Records for processing —
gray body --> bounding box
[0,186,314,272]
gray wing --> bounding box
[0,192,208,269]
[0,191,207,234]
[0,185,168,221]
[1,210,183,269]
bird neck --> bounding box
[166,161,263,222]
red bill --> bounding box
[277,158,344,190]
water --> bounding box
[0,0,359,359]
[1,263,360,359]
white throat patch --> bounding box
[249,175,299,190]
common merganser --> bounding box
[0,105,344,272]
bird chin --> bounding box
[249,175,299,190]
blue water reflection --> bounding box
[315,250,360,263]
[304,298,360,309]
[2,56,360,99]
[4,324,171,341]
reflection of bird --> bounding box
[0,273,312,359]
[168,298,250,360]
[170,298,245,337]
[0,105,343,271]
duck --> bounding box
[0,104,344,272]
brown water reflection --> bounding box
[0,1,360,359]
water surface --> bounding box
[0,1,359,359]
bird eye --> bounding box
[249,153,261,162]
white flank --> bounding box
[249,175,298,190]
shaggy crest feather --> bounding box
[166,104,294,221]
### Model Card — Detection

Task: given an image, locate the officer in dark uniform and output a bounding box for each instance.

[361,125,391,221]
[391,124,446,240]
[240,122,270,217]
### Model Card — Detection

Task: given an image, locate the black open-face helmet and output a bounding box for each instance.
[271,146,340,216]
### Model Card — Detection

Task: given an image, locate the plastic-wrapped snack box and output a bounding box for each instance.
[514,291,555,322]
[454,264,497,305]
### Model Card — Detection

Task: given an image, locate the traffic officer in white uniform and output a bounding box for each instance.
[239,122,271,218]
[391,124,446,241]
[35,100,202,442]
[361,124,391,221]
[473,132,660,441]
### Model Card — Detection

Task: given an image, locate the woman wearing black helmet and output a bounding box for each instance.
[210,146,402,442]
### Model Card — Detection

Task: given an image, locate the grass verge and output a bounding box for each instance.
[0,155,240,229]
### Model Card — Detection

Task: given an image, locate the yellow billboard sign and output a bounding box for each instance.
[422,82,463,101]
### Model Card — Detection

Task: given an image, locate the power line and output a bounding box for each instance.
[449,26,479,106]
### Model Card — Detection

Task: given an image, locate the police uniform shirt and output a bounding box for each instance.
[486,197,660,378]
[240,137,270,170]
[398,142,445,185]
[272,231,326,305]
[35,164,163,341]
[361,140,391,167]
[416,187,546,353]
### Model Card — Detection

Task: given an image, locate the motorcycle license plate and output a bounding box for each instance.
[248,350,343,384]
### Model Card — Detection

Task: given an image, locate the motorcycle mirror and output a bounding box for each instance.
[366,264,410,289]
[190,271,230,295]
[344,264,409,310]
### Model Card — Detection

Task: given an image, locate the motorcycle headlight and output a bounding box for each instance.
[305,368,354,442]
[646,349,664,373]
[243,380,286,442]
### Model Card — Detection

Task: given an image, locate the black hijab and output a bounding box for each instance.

What you need to do — Return each entry from above without altering a single character.

Response area —
gray body --> bounding box
[0,186,314,272]
gray wing --> bounding box
[0,192,208,269]
[0,191,207,234]
[0,185,168,221]
[1,210,183,269]
bird neck --> bounding box
[166,161,263,222]
red bill --> bounding box
[277,158,344,190]
water --> bounding box
[0,0,359,359]
[1,263,360,359]
white throat patch --> bounding box
[249,175,299,190]
common merganser --> bounding box
[0,105,344,272]
bird chin --> bounding box
[249,175,299,190]
blue water reflection --> bounding box
[315,250,360,263]
[304,298,360,309]
[2,56,360,99]
[4,324,171,341]
reflection of bird --> bounding box
[0,273,312,359]
[168,298,250,360]
[170,298,245,337]
[0,105,343,271]
duck --> bounding box
[0,104,344,272]
brown water reflection --> bounding box
[0,1,360,359]
water surface --> bounding box
[0,1,359,359]
bird eye --> bounding box
[249,153,261,162]
white flank --> bounding box
[249,175,298,190]
shaggy crest feather --> bounding box
[166,104,294,221]
### Model Card — Detection

Task: given an image, locate the officer in dark uniform and output a bounding box for each instance.

[361,125,391,221]
[391,124,446,240]
[240,122,270,217]
### Model Card — Detection

Task: given an image, locate the black open-face helmet and output a bounding box for each instance.
[271,146,340,216]
### Model Card — Detection

Task: given an image, locate the plastic-wrapped snack box and output a bounding box for each instance.
[514,291,555,322]
[454,264,497,305]
### Model Card — Detection

Task: given an image, locate the traffic officer in white uniform and output a bounding box for each instance.
[239,122,271,218]
[391,124,446,241]
[35,100,202,442]
[361,124,391,221]
[473,132,660,441]
### Model Card — Detection

Task: given an image, locate the woman wearing black helmet and output a bounding box for each instance.
[210,146,402,442]
### Model Card — Detection

Task: given an image, locate the grass verge and output a bounding box for each instance.
[0,155,240,229]
### Model Card — Detection

Task: given an image, locate the yellow billboard sign and output a bounding box for each instance.
[422,82,463,101]
### Model Card — Detection

Task: given an image, locate the power line and output a bounding box for each instance.
[449,26,479,106]
### Model Card — Detection

Task: given an image, locate the police uniform shirt and output a bounding box for each instance.
[486,197,660,378]
[240,137,270,170]
[398,142,445,185]
[272,231,326,305]
[35,164,163,341]
[361,140,391,167]
[416,187,546,353]
### Model Card — Detection

Task: given an image, locate the motorcycle license plate and output a bounding box for each instance.
[248,350,343,384]
### Model Card — Detection

Task: given an image, locate the motorcycle mirror and output a bounding box for each instance.
[366,264,410,289]
[190,271,230,295]
[344,264,409,310]
### Model Card — Detection

Task: given an image, locate the motorcycle headlight and output a bounding box for each instance.
[305,368,354,442]
[646,349,664,373]
[243,380,286,442]
### Model Card — Detection

Task: given an image, locate the black hijab and output a bounding box for each instance.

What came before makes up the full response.